> The request
Transcribe the data in full and exactly, omitting any pictures.

Point annotations for photos
┄┄┄┄┄┄┄┄┄┄

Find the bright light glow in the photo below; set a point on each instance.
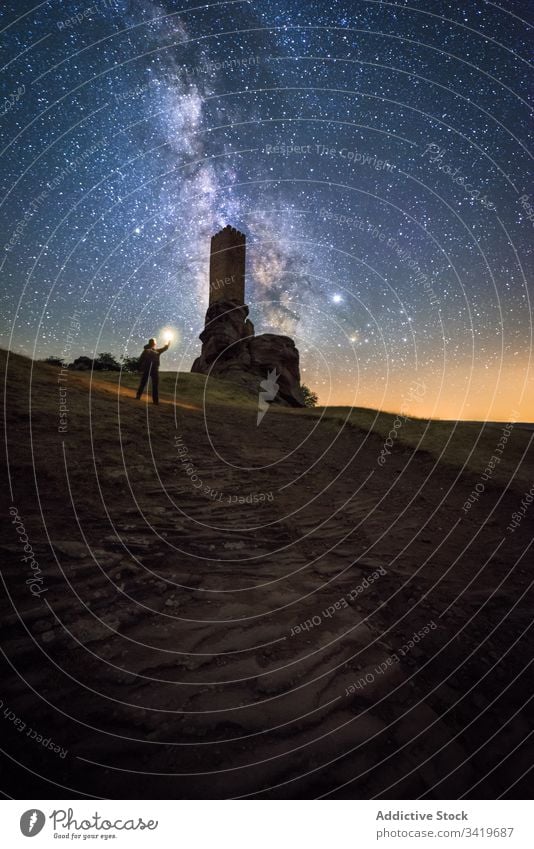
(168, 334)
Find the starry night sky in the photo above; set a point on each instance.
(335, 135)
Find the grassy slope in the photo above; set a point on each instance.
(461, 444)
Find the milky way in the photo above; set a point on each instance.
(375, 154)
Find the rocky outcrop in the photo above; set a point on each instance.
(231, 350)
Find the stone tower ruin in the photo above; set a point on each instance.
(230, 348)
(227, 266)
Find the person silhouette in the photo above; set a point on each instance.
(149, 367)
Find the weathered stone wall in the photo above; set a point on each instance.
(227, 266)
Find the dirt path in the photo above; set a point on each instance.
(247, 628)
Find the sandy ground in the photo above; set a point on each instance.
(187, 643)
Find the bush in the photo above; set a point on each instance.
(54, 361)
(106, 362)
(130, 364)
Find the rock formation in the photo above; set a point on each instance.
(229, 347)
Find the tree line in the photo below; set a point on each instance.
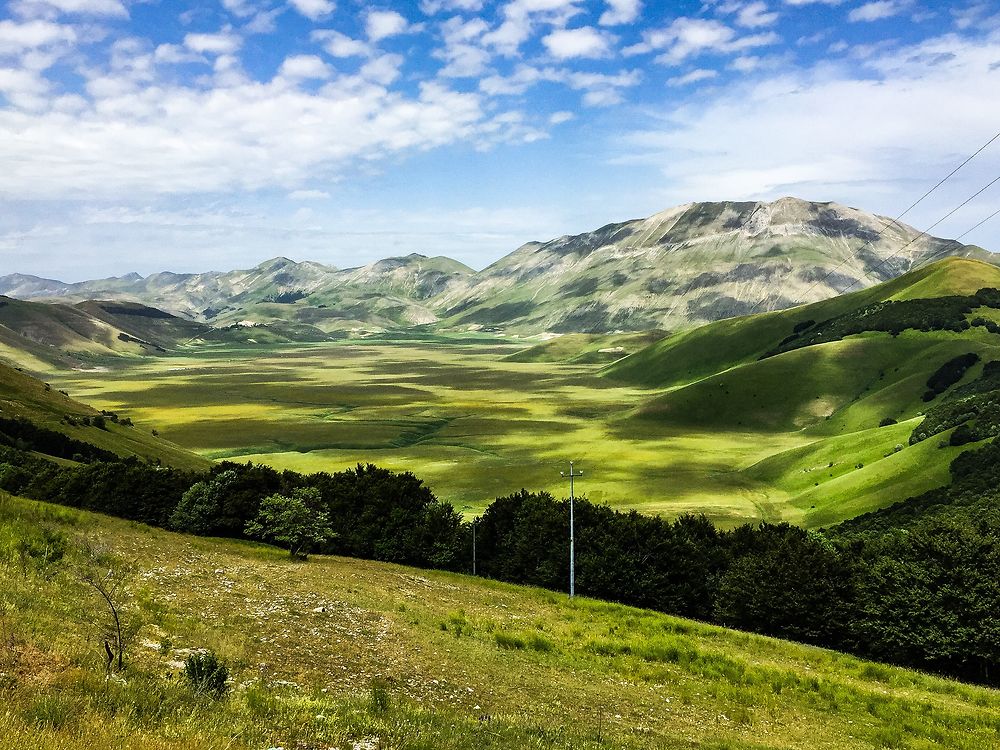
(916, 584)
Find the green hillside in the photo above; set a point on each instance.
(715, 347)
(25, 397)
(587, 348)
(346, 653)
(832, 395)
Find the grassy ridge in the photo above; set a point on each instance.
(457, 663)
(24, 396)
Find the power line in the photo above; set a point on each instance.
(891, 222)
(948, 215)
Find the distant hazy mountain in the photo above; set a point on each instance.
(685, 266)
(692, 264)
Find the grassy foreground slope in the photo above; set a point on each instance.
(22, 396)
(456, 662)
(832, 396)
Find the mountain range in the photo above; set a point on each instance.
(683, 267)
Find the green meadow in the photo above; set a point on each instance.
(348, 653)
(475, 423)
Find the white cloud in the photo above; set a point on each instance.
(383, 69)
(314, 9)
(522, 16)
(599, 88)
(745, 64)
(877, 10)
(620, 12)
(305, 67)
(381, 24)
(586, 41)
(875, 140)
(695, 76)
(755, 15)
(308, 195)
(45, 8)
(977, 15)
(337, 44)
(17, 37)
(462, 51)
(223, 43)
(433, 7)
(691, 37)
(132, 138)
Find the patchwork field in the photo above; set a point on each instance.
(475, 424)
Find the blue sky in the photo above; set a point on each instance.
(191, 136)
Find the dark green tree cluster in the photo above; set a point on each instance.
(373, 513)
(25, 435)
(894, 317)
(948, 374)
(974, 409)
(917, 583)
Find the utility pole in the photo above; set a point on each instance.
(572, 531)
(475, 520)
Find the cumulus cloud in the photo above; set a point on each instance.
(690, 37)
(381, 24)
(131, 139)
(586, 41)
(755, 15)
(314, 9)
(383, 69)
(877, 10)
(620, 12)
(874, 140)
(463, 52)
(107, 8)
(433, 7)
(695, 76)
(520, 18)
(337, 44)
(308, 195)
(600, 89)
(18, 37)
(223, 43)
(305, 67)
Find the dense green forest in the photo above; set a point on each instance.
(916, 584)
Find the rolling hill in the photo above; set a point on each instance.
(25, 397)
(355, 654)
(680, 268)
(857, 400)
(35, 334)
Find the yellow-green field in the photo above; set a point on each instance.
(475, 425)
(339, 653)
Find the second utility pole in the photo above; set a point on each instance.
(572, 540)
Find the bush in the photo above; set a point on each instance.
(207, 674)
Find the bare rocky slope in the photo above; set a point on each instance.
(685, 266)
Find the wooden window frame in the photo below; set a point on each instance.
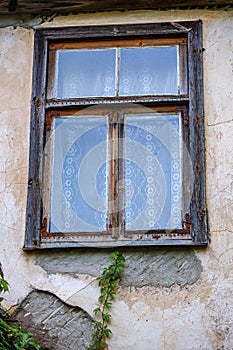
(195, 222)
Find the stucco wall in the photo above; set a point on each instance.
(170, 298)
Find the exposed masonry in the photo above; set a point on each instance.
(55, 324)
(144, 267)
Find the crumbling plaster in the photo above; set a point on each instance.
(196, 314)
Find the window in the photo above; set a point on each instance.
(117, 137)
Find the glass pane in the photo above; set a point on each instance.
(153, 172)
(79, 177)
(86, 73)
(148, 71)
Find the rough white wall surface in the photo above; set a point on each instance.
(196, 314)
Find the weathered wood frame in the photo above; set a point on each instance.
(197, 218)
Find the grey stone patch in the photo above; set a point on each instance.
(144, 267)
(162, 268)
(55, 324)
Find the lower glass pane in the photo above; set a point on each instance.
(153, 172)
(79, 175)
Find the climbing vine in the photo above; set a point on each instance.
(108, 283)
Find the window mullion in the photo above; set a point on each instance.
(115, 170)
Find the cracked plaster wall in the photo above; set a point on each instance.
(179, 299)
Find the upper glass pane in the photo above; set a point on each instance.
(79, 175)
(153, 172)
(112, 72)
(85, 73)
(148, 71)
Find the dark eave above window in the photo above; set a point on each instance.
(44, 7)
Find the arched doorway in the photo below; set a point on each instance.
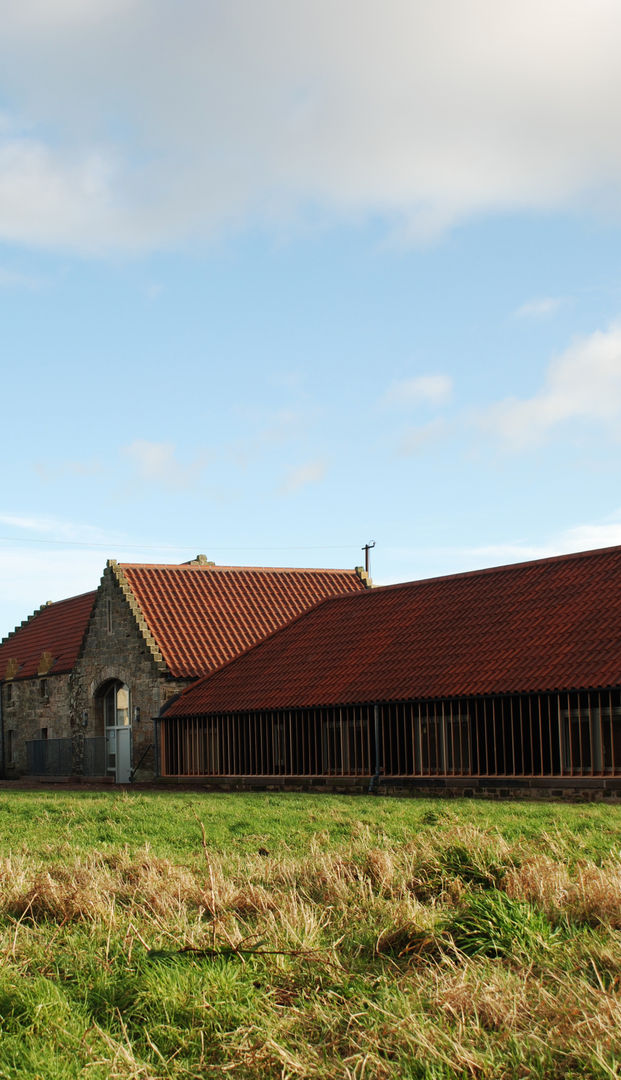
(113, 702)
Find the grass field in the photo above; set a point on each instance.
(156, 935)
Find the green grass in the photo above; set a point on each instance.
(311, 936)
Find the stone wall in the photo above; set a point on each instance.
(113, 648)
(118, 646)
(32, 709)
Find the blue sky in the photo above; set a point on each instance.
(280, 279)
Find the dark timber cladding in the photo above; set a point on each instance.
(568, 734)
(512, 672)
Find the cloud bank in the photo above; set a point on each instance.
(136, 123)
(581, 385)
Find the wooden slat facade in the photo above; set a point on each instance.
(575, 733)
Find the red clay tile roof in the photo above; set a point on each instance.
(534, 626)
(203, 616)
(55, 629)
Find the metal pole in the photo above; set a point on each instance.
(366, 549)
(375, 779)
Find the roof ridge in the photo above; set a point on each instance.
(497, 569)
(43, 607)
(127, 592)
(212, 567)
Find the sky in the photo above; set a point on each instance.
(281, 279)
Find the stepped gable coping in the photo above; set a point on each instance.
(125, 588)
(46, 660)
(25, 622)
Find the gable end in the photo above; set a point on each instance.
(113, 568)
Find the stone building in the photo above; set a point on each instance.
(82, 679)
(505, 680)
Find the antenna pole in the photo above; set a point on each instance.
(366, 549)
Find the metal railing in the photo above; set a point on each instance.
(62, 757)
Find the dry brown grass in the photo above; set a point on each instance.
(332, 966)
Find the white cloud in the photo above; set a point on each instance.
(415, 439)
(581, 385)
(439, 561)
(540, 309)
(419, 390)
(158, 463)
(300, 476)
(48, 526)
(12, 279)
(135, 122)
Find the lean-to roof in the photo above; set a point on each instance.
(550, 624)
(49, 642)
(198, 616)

┄┄┄┄┄┄┄┄┄┄

> Full answer
Find the bright light glow in the photo below; set a point on each instance.
(168, 334)
Find the starry night sky in the photo above; set a point on each instance.
(335, 135)
Find the grassy slope in the photo above; set a point on each instance.
(461, 444)
Find the milky way in the photo above; set a point on each instance.
(375, 154)
Find the rocky outcrop in the photo above; set a point on each instance.
(231, 350)
Find the stone tower ruin in the photo above; set a point on each instance.
(230, 348)
(227, 266)
Find the person silhouette in the photo above; set a point on each instance.
(149, 367)
Find the weathered stone wall in the photo above; set a point on each instance.
(227, 266)
Find the dirt path in the photo above; set a point on each instance.
(247, 628)
Find the sandy ground in the photo above; set a point on each instance.
(187, 643)
Find the bush in the photo above; set a point on each instance.
(54, 361)
(106, 362)
(130, 364)
Find the rock formation in the photo above; set a point on each instance.
(229, 347)
Find the tree line in the photo below; set a point on each instance.
(916, 584)
Find the green hillside in the photo above; set a point on each instance.
(715, 347)
(25, 397)
(587, 348)
(346, 653)
(832, 395)
Find the grassy ridge in the photo above; set a point on each instance.
(457, 663)
(24, 396)
Find the power line in the photo above; set a point on each instance.
(891, 222)
(948, 215)
Find the distant hazy mountain in the photo above; set a point on each instance.
(685, 266)
(692, 264)
Find the grassy foreground slope in the photo above; set a point on each instance.
(22, 396)
(456, 662)
(832, 396)
Find the mountain range in the photo above; set a point on each instance.
(683, 267)
Find the green meadow in the photo above; set a point on each instance.
(348, 653)
(475, 423)
Find the white cloud in the photo above; set a point on each instance.
(383, 69)
(314, 9)
(522, 16)
(599, 88)
(745, 64)
(877, 10)
(620, 12)
(305, 67)
(381, 24)
(586, 41)
(875, 140)
(695, 76)
(755, 15)
(308, 195)
(45, 8)
(977, 15)
(337, 44)
(17, 37)
(462, 51)
(223, 43)
(433, 7)
(691, 37)
(132, 138)
Find the patchwork field in the photo above; set a point on each instance.
(475, 424)
Find the blue sky in the photo above; set a point on each instance.
(191, 136)
Find the dark green tree cluster in the photo above; set a point on each instance.
(373, 513)
(25, 435)
(894, 317)
(948, 374)
(974, 409)
(917, 583)
Find the utility pole in the photo above; set a point on each instance.
(572, 531)
(475, 520)
Find the cumulus cloud in the photo above; set a point on each instance.
(690, 37)
(381, 24)
(131, 139)
(586, 41)
(755, 15)
(314, 9)
(383, 69)
(877, 10)
(620, 12)
(874, 140)
(463, 52)
(107, 8)
(433, 7)
(695, 76)
(520, 18)
(337, 44)
(308, 195)
(600, 89)
(18, 37)
(223, 43)
(305, 67)
Find the dense green forest in the photo above; set a point on each instance.
(916, 584)
Find the rolling hill in the photo above; set a point on each instance.
(25, 397)
(355, 654)
(680, 268)
(857, 400)
(35, 334)
Find the yellow-green field in the photo above; set a point on each instance.
(475, 425)
(339, 653)
Find the second utility pole in the photo above; set a point on each instance.
(572, 540)
Find the bush in the photo above; set a point on each instance.
(207, 674)
Find the bare rocky slope in the photo above; set a point on each instance.
(685, 266)
Find the wooden window frame in the photo below; set a point on each instance.
(195, 222)
Find the stucco wall in the photo above; set a point on each instance.
(170, 298)
Find the exposed masonry in the photo above; set a point on each instance.
(55, 324)
(144, 267)
Find the crumbling plaster in the photo above; set a point on each instance.
(196, 314)
Find the window in the photo above; set a point on each instance.
(117, 137)
Find the glass pane in the photo above; set a point on each instance.
(153, 172)
(79, 177)
(86, 73)
(148, 71)
Find the rough white wall surface in the photo above; set a point on each instance.
(196, 314)
Find the weathered wood frame in the photo above; set a point on each instance.
(197, 218)
Find the grey stone patch in the photo above; set a point on each instance.
(144, 267)
(162, 268)
(55, 324)
Find the lower glass pane in the photo above; set a point on each instance.
(153, 172)
(79, 175)
Find the climbing vine in the photo above; set a point on each instance.
(108, 283)
Find the window mullion in the photo above; set a point on each instance.
(115, 170)
Find the cracked plaster wall in the photo above; set a point on each instance.
(179, 299)
Find the upper glass pane in the photo above; set a point on each instance.
(79, 175)
(153, 172)
(112, 72)
(85, 73)
(148, 71)
Find the dark eave above window in the photo above; set a point on each instance.
(44, 7)
Find the arched doorway in the photo below; set a point on each instance.
(113, 702)
Find the grass field in the photo above; set a point on each instance.
(156, 935)
Find the green grass in the photo above; set a point on each instance.
(311, 936)
Find the stone wall in the photo above; set a point on each instance.
(113, 648)
(118, 646)
(32, 709)
Find the blue sky in the photo above; set a point on each instance.
(280, 279)
Find the dark timber cladding in the photo above; set a point on each instance.
(568, 734)
(512, 672)
Find the cloud bank in the photo above; set a point on each instance.
(136, 123)
(581, 385)
Find the wooden slat facade in the photo above; set a point on each instance.
(575, 733)
Find the red clay tile roof in the photo above; set a point on each instance.
(534, 626)
(203, 616)
(55, 629)
Find the metal pole in the photo above; set a point on each instance.
(366, 549)
(375, 779)
Find the roof ridge in the photo above; set a point on each instance.
(497, 569)
(43, 607)
(127, 592)
(212, 567)
Find the sky in the photo above; set a point on each instance.
(281, 279)
Find the stepped gable coping in the photo above; set a point on each instance.
(125, 588)
(46, 660)
(25, 622)
Find the gable end in the photo above; set a point on each instance.
(113, 568)
Find the stone building in the photo above; set a point on each instance.
(82, 679)
(505, 680)
Find the antenna pole in the photo above; set a point on each instance.
(366, 549)
Find the metal railing in the photo above; set a point on each instance.
(62, 757)
Find the dry brown grass in the photo above; set a point on each instance.
(332, 966)
Find the white cloud in the photo above; set a point on each instance.
(415, 439)
(581, 385)
(439, 561)
(540, 309)
(419, 390)
(158, 463)
(300, 476)
(48, 526)
(12, 279)
(135, 122)
Find the lean-to roof in the photo above; set a point on each instance.
(550, 624)
(49, 642)
(198, 616)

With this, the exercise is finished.